### Task details
Set down exactly, and only, the lines from the one with "of the ramekin" to the final line of the entries, both included.

### Dataset entries

......

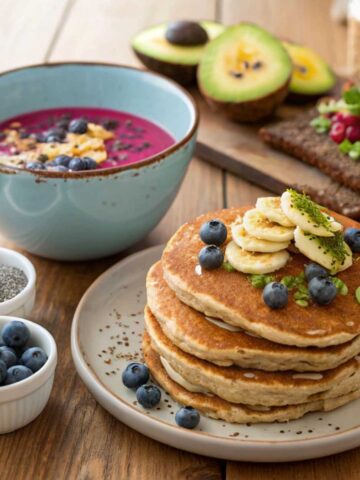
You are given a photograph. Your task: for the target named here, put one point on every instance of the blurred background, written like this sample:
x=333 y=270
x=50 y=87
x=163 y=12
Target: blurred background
x=34 y=31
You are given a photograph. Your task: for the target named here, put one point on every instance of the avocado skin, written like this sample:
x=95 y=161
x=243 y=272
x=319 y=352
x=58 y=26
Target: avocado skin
x=250 y=111
x=183 y=74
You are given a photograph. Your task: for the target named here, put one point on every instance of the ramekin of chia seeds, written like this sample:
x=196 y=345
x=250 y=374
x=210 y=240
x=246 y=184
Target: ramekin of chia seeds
x=17 y=284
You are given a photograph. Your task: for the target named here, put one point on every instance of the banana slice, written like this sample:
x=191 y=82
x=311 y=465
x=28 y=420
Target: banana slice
x=251 y=262
x=330 y=252
x=253 y=244
x=271 y=208
x=317 y=222
x=257 y=225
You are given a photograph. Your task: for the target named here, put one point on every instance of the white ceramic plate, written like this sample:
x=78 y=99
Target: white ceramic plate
x=106 y=335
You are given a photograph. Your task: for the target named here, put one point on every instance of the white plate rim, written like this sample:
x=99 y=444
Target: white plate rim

......

### Response
You are given a photograph. Your task: for the target named here, put one point on every instance of the ramekin of chia seeds, written like this sample:
x=196 y=345
x=250 y=374
x=210 y=240
x=246 y=184
Target: ramekin of chia seeds
x=17 y=284
You are given a photograph. Your task: for the target named here, put one point on every instance of the banana slice, written like this sample:
x=191 y=82
x=311 y=465
x=28 y=420
Target: banana slice
x=251 y=262
x=330 y=252
x=253 y=244
x=271 y=208
x=317 y=222
x=257 y=225
You are given a photograph. Your task: for the target named here, put one point on every instance of the white ceramic plate, written like this sample:
x=78 y=99
Target: white ceramic plate
x=106 y=335
You are given a photograph. Your task: for the target named here, put one point on every instance of the white plate rim, written like this sample:
x=99 y=444
Target: white plate rim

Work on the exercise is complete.